Vorgegebener Text
════════

Die Liste der WaKü hab ich mir sogar schon angeschaut, aber ich war mir eben nicht sicher welche davon noch verfügbar, bzw für mich relevant wären...
Die Haltbarkeit der Flüssigkeit hängt doch aber auch von der Häufigkeit des Nutzens ab, oder? In den nächsten Jahren ~6 Jahren werde ich vermutlich gar nicht mehr so viel zum Spielen kommen aber ich fänds dann schön ein richtig gutes system zu haben, das ich immer wieder benutzen kann (mal abgesehen vom erneuern der GraKa usw. versteht sich). Meinst du die hält eine gute Weile wenn man die jetz nich gerade täglich nutzt? Oder ist durch einen anderen faktor immer nach ca. 5 Jahren schluss?

Dass es optimierte Luftkühler gibt wusste ich so noch gar nicht, auch wenn es denkbar gewesen wäre... Danke dafür auf jeden Fall schon mal!

════════

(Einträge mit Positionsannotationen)

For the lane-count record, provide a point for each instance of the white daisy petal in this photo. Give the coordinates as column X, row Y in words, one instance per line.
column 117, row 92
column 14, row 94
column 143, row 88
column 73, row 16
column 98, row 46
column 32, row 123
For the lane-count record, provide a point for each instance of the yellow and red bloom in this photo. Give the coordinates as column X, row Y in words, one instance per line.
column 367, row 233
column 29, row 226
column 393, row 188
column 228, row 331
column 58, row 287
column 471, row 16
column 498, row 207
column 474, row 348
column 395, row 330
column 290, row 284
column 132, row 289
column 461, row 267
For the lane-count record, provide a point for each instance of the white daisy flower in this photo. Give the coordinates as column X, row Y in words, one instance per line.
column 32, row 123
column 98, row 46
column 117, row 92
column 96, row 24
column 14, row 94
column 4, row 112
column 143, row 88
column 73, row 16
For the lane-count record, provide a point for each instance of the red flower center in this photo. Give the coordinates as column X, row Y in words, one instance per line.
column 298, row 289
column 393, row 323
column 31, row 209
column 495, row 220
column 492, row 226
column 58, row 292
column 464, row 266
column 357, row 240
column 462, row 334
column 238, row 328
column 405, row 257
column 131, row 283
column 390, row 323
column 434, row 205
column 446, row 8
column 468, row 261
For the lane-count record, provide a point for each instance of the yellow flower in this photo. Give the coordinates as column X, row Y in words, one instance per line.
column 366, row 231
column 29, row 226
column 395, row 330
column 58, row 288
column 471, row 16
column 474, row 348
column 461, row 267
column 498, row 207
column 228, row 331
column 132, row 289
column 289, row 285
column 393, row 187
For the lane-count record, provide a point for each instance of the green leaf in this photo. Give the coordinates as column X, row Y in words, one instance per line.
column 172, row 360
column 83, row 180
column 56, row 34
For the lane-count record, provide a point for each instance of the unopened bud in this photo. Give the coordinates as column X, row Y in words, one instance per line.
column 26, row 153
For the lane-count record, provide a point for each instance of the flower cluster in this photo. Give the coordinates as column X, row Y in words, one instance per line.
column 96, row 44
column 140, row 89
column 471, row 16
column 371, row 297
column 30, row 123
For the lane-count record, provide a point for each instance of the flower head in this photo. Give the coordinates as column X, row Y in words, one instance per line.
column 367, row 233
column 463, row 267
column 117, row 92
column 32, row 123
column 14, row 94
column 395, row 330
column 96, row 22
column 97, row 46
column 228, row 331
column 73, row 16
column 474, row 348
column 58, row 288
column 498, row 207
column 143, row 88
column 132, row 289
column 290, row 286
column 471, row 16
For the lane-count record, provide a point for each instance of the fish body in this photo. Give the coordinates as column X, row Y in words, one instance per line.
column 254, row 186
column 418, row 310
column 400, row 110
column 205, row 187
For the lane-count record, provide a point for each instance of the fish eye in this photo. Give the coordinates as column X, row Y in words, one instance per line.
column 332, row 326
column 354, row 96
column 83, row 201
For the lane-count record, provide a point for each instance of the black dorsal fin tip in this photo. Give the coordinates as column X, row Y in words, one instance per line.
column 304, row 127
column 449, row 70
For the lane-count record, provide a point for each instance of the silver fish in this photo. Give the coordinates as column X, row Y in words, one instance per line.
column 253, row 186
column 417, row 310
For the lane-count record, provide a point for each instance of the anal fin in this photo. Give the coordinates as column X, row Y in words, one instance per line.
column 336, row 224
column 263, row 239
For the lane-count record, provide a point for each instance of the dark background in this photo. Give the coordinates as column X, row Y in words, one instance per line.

════════

Aufgabe
Beantworte anhand des Forumsbeitrags zur Wasserkühlung diese Fragen:
1. Welche Liste hat sich die schreibende Person bereits angeschaut?
2. Was fände die schreibende Person schön, auch wenn sie in den nächsten Jahren wenig zum Spielen kommt?
3. Wovon wusste die schreibende Person bisher nichts?

Lösung
1. Die Liste der WaKü.
2. Ein richtig gutes System, das sie immer wieder benutzen kann.
3. Dass es optimierte Luftkühler gibt.